◆ **EXERCISE TASKS**
1. In the review below, please copy the passage that begins at the words "These products have" and stops after the words "to experiment publicly.", swapping "Chromebooks" for "laptops".
2. According to the review below, by how much is the Galaxy Tab 10.1 slimmer than the iPad 2?
3. Render this sentence from the review below in Spanish: "It's WiFi-only for now, but a version with a cellular data plan is due out soon."

◆ **TEXT**
—————
These products have arrived at a pivotal moment for computing. Steve Jobs popularized the phrase "post-PC era" to describe what's supposed to come next, with the iPad displacing the window-driven, desktop-focused experience that the word "computer" conjures up. Now Google too is offering alternatives to that experience, taking on traditional computing with a pincer movement of tablets and Chromebooks. That the two are advancing together may be either an accident or a deliberate attempt to establish distinct post-PC categories—all we know for sure that Google likes to experiment publicly.
The Galaxy Tab
The Galaxy Tab 10.1 is a close match for—some might say it mimics—that proven PC-skewering weapon the iPad 2. The tablet that I reviewed is a special edition, with Android logos on the back, that was handed out to developers and lent to journalists at the Google I/O conference last month. You can buy it without the decoration for $500 with 16 gigabytes of storage or $600 with 32 GB. It's WiFi-only for now, but a version with a cellular data plan is due out soon.
The Galaxy Tab's similarity to the iPad 2 highlights the fact that in the tablet world, hardware is scarcely relevant. A responsive, glossy, color-rich touch screen, eight-hour-plus battery life, and front and rear cameras are all table stakes by now. The Galaxy Tab 10.1 is actually slightly slimmer than the iPad 2 (by 0.2 millimeters) and lighter (by 35 grams), thanks to the plastic back it has, instead of an aluminum one. It's also more widescreen, with a 16:10 aspect ratio.
—————
◆ **INFORMATION**
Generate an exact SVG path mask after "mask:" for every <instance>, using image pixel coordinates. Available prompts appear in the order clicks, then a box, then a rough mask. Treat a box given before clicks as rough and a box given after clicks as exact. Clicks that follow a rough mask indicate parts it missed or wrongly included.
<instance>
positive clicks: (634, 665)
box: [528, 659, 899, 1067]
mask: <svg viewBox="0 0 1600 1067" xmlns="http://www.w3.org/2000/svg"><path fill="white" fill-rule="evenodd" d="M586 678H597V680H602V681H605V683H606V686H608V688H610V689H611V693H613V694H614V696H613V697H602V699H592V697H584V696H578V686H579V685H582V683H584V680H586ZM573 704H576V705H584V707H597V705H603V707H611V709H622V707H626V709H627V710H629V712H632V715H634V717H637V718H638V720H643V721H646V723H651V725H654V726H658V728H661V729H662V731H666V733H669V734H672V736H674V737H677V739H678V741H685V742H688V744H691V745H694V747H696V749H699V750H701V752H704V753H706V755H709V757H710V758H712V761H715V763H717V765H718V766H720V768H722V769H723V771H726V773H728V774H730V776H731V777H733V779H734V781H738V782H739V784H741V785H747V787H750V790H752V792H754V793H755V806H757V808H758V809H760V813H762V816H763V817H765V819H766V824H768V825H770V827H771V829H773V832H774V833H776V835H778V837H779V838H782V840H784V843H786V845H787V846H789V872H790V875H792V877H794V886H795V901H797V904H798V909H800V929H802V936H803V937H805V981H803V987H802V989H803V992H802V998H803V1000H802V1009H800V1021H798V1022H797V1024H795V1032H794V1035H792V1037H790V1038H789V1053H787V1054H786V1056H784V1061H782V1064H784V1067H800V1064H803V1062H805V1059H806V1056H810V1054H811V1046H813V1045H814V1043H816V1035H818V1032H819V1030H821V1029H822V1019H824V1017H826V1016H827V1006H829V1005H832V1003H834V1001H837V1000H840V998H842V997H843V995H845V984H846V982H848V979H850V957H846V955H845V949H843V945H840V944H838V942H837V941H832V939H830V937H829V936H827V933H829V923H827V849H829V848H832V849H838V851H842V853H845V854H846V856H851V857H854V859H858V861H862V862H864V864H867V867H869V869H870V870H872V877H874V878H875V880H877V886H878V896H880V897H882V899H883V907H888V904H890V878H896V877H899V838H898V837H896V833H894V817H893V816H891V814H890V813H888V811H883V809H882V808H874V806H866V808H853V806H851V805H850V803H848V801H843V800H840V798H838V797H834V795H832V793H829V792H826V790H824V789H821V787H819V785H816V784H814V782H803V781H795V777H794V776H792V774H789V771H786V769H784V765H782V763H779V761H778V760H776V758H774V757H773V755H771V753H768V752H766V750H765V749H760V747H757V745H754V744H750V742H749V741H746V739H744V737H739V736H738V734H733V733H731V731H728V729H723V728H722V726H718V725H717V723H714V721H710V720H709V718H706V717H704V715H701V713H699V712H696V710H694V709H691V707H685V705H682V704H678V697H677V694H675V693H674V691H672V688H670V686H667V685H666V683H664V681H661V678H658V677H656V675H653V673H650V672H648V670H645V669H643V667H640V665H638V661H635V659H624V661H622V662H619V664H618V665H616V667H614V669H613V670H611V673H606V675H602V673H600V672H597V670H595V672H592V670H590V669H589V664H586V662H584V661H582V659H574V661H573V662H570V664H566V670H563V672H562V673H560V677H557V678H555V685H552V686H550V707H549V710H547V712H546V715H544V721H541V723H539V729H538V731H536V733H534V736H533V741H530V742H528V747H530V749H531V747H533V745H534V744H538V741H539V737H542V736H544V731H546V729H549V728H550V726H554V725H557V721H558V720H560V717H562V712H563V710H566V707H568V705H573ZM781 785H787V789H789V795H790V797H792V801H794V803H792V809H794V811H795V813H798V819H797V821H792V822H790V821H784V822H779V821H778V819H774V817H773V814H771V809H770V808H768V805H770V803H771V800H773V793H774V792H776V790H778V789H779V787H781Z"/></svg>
—————
◆ **EXERCISE RESULTS**
1.
These products have arrived at a pivotal moment for computing. Steve Jobs popularized the phrase "post-PC era" to describe what's supposed to come next, with the iPad displacing the window-driven, desktop-focused experience that the word "computer" conjures up. Now Google too is offering alternatives to that experience, taking on traditional computing with a pincer movement of tablets and laptops. That the two are advancing together may be either an accident or a deliberate attempt to establish distinct post-PC categories—all we know for sure that Google likes to experiment publicly.

2. By 0.2 millimeters.

3. Por ahora es solo WiFi, pero pronto saldrá una versión con plan de datos móviles.